Requirements →
Reproduce each of the rows below line for line, without changing a single character.

Data for processing →

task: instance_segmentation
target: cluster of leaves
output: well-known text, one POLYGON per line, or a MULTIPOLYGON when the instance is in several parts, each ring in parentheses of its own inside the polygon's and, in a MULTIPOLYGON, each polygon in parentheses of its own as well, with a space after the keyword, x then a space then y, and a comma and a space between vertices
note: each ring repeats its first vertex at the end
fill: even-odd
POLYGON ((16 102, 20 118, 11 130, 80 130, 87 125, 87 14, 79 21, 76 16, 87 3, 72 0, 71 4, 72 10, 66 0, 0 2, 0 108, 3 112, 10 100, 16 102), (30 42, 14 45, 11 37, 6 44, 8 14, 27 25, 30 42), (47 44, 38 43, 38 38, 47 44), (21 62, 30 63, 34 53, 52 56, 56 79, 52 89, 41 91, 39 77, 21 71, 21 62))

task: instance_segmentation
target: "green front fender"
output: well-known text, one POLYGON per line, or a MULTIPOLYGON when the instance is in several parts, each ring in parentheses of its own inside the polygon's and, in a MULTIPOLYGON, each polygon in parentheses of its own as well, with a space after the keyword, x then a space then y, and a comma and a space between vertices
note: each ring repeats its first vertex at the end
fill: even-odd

Solution to this problem →
task: instance_segmentation
target: cluster of leaves
output: well-known text, one POLYGON per line, or a MULTIPOLYGON when the instance is in several parts, each ring in parentheses of its own inside the polygon's and, in a MULTIPOLYGON, each polygon in parentheses of its own as well, with a space after the keyword, x then a space then y, and a comma and a space between vertices
note: each ring repeats its first vertex at the end
fill: even-odd
POLYGON ((16 102, 20 118, 11 130, 80 130, 87 125, 87 14, 79 21, 76 16, 87 3, 72 0, 71 4, 72 10, 66 0, 0 2, 0 108, 3 112, 10 100, 16 102), (30 42, 14 45, 11 37, 6 44, 8 14, 27 25, 30 42), (47 44, 38 43, 38 38, 47 44), (21 62, 30 63, 34 53, 52 56, 56 79, 52 89, 41 91, 39 77, 21 71, 21 62))

task: instance_segmentation
target: "green front fender"
output: well-known text, one POLYGON per line, or a MULTIPOLYGON when the instance is in several parts, each ring in parentheses of its own inside the polygon's and, in a MULTIPOLYGON, each polygon in parentheses of its own as well, with a space after the keyword, x then a space then y, and a comma and a space between vertices
note: each ring repeats its first vertex at the end
fill: even-odd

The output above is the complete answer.